Amgen finally Navigates a win

The asthma project tezepelumab shows an effect in both eosinophilic and non-eosinophilic patients.

After recent disappointing readouts, Amgen has at last caught a break. The company, alongside its partner Astrazeneca, reported a top-line hit today with one of its big late-stage pipeline hopes, the asthma project tezepelumab.

Full data from the pivotal Navigator trial are yet to be revealed, but the TSLP inhibitor has apparently done well in both the eosinophilic and non-eosinophilic asthma subtypes. The latter is the big prize owing to an unmet need – currently approved monoclonal antibodies, like Sanofi/Regeneron’s Dupixent, primarily target the eosinophilic phenotype.

Top of the cascade

TSLP (thymic stromal lymphopoietin) is a cytokine that sits at the top of multiple inflammatory cascades; the theory is that by hitting this target tezepelumab could have a benefit in all asthma patients, regardless of their subtype.

Today’s top-line release appears to support the idea. The companies said Navigator, which enrolled a roughly equal proportion of patients with high (≥300 cells/µl) and low eosinophil blood counts, not only met its primary endpoint of annualised asthma exacerbation rate over one year in the overall population, but also hit in the low eosinophil subgroup. 

The companies also said that “similar reductions” in exacerbation rates were seen in patients with very low eosinophil counts of less than 150 cells/µl.

“This is the first time we’ve seen a clear clinical impact irrespective of blood eosinophil count. That’s the important takeaway,” said Professor Andrew Menzies-Gow of the Royal Brompton Hospital in London, Navigator’s lead investigator, in a media call, declining to elaborate further on the effects seen in each group.

→ Records shown
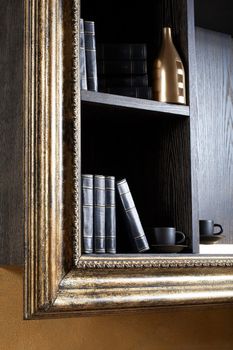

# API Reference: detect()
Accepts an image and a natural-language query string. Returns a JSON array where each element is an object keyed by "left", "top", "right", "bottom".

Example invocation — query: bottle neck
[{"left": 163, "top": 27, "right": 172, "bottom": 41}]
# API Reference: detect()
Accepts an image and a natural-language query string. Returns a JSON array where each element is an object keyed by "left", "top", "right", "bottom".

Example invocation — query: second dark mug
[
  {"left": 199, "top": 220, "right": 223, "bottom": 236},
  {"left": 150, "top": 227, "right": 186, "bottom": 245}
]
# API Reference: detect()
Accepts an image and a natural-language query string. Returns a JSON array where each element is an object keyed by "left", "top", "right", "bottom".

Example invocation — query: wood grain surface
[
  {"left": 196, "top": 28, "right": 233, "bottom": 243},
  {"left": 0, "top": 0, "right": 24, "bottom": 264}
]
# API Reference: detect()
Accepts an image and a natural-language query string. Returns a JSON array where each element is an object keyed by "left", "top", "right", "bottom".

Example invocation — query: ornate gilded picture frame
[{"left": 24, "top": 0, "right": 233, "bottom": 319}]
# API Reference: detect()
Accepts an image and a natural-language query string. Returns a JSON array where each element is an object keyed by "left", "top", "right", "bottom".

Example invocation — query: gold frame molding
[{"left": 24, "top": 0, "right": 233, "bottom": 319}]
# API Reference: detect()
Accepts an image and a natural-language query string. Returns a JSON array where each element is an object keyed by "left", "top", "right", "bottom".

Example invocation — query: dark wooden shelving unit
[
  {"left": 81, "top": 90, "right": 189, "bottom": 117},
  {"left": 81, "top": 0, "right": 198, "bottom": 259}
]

→ Task requirements
1. Quote the tezepelumab article word for word, beginning at the words "Full data from" and stopping after the words "of their subtype.".
2. Answer these questions using the tezepelumab article:
(a) Which company is Amgen's partner on tezepelumab?
(b) What blood count defined the high eosinophil patients in Navigator?
(c) Who is Navigator's lead investigator?

→ Answers provided
1.
Full data from the pivotal Navigator trial are yet to be revealed, but the TSLP inhibitor has apparently done well in both the eosinophilic and non-eosinophilic asthma subtypes. The latter is the big prize owing to an unmet need – currently approved monoclonal antibodies, like Sanofi/Regeneron’s Dupixent, primarily target the eosinophilic phenotype.

Top of the cascade

TSLP (thymic stromal lymphopoietin) is a cytokine that sits at the top of multiple inflammatory cascades; the theory is that by hitting this target tezepelumab could have a benefit in all asthma patients, regardless of their subtype.

2.
(a) Astrazeneca.
(b) ≥300 cells/µl.
(c) Professor Andrew Menzies-Gow of the Royal Brompton Hospital in London.